**Entries supplied:**
================

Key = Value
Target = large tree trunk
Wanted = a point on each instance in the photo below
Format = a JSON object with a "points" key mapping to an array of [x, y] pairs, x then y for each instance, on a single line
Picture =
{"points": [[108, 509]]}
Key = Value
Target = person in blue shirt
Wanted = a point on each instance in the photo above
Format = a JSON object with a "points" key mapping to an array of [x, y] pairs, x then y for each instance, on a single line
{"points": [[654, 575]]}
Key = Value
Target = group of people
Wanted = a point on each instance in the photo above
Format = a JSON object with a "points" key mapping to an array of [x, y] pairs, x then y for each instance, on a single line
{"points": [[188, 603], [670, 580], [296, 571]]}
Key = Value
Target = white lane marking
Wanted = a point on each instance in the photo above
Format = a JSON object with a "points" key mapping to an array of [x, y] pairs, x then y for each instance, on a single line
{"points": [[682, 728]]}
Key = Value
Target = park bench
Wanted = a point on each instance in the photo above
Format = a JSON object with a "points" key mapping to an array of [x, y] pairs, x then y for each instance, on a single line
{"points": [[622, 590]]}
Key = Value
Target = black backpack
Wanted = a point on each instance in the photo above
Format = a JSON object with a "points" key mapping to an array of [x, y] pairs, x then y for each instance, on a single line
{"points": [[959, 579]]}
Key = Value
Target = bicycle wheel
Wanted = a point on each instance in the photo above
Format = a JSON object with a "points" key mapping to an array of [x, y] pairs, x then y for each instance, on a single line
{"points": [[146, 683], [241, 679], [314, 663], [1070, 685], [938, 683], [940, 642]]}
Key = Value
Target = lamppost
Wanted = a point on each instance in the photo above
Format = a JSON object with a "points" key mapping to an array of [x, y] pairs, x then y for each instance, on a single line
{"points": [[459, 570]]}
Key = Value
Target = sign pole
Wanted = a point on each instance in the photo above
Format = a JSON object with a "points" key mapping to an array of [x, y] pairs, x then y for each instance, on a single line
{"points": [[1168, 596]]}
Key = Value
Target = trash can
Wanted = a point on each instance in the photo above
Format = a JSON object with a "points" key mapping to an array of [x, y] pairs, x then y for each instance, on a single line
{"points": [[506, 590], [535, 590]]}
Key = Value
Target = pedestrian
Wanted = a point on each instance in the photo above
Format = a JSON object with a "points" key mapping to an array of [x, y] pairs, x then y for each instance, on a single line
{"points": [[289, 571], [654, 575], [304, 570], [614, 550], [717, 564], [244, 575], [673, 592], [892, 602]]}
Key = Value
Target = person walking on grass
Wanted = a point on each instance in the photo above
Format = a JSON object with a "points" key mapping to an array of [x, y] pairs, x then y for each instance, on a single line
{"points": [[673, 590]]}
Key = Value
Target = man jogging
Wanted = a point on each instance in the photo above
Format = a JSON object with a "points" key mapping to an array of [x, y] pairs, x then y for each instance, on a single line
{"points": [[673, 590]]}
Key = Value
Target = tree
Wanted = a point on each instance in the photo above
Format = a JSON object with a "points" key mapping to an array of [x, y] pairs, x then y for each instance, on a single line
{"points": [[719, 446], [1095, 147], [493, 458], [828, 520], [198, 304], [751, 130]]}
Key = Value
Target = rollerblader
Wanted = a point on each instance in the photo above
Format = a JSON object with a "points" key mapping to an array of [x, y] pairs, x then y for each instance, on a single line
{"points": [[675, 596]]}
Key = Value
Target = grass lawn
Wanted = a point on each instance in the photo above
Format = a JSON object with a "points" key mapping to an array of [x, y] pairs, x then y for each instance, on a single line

================

**Written task:** Return every line of the items above that contains the word "tree", matching case exactly.

**Answer in full:**
Target = large tree trunk
Target = tree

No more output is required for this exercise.